##### Material to process #####
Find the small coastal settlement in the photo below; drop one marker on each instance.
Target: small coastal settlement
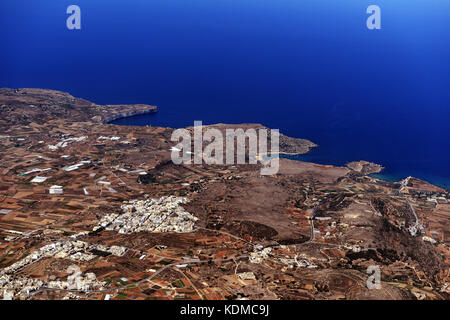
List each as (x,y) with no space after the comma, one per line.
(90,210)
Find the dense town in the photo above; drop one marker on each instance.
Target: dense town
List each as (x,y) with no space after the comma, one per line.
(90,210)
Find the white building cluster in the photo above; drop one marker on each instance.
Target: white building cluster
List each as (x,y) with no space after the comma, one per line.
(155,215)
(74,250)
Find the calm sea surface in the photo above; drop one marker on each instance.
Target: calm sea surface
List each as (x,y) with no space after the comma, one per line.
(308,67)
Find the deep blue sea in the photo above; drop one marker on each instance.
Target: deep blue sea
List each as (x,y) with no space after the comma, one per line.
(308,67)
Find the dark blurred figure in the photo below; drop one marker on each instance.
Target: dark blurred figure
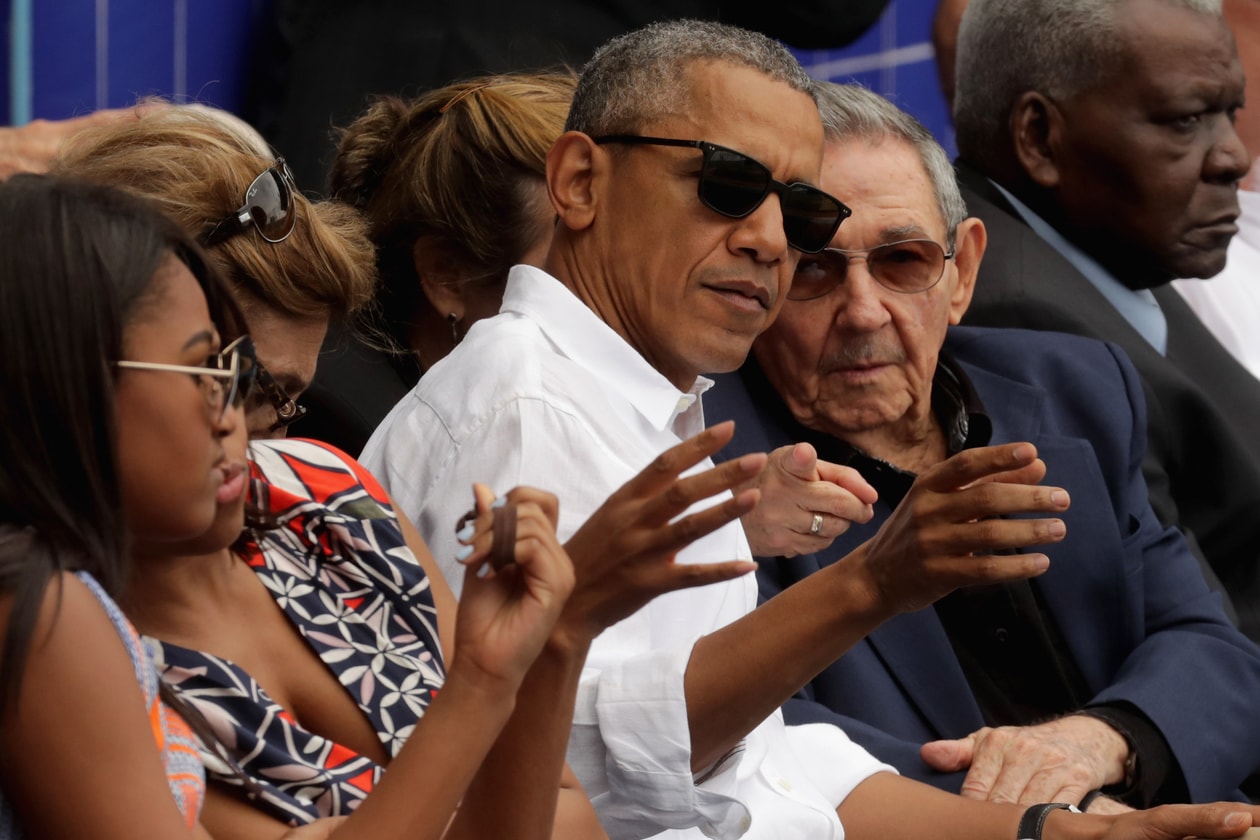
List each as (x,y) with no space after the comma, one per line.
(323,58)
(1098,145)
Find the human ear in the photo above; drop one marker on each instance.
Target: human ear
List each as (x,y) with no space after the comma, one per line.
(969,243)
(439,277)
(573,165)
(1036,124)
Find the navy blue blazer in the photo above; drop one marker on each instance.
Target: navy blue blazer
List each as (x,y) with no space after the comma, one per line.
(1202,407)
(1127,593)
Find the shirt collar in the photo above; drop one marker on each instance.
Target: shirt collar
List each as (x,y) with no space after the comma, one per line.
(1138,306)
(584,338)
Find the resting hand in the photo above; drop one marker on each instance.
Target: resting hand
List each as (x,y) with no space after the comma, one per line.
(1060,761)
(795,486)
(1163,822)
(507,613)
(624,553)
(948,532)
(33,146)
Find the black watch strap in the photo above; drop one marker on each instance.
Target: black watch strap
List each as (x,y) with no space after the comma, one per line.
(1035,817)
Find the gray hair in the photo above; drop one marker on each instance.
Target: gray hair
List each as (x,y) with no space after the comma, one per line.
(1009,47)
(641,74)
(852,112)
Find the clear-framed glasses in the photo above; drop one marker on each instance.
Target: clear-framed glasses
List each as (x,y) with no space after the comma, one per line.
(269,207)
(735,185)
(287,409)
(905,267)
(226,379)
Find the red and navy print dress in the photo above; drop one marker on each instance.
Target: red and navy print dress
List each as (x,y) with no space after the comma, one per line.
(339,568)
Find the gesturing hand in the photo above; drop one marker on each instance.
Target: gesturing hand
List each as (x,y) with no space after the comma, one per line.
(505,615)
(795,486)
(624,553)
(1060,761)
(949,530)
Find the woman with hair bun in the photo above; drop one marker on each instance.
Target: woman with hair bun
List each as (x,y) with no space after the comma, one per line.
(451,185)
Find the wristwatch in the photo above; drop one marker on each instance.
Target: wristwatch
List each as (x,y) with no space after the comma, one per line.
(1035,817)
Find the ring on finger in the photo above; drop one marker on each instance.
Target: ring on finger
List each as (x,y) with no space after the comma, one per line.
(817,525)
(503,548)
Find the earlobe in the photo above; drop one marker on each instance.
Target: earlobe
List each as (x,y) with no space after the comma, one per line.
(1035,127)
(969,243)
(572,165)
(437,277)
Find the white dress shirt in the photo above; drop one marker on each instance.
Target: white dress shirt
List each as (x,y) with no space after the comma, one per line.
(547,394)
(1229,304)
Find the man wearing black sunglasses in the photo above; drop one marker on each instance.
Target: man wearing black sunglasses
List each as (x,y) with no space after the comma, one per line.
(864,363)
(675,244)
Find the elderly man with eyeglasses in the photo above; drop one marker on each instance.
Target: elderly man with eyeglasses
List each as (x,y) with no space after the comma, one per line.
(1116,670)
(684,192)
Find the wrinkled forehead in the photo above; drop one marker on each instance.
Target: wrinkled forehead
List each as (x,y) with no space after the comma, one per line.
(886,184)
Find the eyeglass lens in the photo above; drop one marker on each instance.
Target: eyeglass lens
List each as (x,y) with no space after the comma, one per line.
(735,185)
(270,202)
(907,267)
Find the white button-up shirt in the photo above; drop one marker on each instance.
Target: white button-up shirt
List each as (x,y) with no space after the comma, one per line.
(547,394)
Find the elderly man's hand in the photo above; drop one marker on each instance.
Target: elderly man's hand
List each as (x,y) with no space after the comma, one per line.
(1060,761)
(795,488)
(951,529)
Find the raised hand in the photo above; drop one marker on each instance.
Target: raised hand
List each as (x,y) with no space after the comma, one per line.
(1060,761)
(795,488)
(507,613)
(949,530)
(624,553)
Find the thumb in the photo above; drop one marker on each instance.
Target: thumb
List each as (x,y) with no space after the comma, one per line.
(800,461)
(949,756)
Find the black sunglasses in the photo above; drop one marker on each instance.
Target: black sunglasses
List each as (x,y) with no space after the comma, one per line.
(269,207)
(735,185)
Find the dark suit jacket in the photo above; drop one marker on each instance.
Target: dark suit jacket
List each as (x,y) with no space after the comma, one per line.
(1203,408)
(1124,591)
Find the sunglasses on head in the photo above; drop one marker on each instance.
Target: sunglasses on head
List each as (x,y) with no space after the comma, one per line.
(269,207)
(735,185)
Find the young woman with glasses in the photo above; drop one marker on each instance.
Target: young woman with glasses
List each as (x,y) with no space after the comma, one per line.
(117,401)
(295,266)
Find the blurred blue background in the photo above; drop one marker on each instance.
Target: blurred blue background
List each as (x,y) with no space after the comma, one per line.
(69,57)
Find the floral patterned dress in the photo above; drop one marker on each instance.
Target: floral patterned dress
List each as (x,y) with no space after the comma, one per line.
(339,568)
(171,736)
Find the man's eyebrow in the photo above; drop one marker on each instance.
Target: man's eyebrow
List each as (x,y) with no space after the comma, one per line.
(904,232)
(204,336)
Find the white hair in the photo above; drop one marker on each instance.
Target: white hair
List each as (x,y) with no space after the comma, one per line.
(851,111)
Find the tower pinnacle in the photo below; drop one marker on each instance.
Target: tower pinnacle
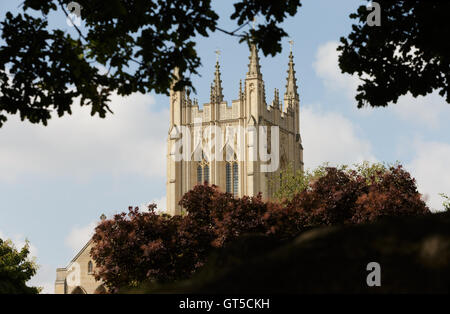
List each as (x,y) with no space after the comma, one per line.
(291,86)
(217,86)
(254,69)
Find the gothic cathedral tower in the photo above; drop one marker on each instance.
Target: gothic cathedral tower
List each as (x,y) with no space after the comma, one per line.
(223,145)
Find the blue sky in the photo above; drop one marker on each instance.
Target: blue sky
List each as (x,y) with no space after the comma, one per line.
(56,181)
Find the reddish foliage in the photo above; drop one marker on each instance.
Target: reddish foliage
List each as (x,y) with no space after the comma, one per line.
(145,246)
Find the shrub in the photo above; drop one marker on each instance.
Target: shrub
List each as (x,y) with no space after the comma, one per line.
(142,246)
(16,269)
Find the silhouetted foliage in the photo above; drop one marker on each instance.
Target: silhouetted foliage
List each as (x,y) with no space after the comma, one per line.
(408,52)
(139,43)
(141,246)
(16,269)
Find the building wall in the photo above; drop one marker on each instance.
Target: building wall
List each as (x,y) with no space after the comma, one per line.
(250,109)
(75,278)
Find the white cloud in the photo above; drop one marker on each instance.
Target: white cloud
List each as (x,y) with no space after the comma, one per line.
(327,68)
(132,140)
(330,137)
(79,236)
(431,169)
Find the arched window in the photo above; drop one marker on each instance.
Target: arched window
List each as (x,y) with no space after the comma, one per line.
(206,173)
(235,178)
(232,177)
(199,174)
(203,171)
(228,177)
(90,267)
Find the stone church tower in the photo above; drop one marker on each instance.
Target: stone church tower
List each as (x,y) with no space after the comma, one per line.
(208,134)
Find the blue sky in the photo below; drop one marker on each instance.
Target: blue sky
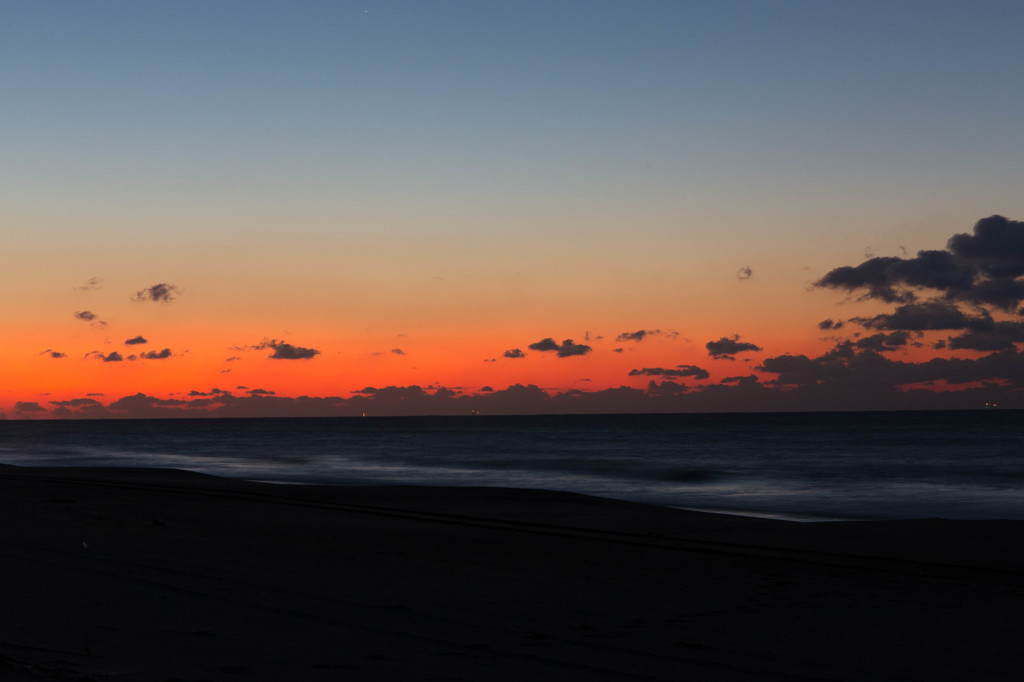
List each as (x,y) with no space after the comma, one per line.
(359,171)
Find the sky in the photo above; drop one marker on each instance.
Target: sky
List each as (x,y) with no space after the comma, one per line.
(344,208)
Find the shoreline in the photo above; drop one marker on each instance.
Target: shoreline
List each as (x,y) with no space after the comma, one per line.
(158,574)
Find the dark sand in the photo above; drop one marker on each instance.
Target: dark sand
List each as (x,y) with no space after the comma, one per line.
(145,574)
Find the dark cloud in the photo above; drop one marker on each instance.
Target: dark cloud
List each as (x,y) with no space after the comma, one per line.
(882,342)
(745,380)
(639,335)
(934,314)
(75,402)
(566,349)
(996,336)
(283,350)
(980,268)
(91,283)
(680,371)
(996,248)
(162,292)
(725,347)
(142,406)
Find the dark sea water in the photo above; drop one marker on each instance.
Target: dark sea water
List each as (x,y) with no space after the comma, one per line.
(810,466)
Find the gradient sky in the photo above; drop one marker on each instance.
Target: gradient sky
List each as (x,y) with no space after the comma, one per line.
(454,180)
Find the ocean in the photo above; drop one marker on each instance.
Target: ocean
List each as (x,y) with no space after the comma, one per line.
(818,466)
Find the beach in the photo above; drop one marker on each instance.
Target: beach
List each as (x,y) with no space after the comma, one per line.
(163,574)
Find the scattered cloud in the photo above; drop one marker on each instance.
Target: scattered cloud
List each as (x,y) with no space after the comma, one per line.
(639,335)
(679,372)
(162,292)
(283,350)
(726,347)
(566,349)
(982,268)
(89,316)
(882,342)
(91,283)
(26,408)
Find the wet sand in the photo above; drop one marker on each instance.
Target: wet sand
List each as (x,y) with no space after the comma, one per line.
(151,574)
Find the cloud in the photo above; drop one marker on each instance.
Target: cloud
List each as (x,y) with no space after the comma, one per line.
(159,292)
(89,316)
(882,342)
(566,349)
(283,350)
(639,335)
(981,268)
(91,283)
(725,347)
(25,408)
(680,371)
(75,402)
#####
* Written request *
Return, unchanged, each line from the line containing "Find the wet" through the last line of the material.

* Solution *
Find the wet sand in the photo above; drop one marker on each instance.
Target: wet sand
List each as (x,y) with no space after the comma, one per line.
(151,574)
Find the cloud in the photo above; drop one marker on each instance.
Target: cloud
List each as (x,y) with no space after the comma, one per line.
(159,292)
(89,316)
(882,342)
(566,349)
(283,350)
(639,335)
(981,268)
(91,283)
(725,347)
(25,408)
(680,371)
(75,402)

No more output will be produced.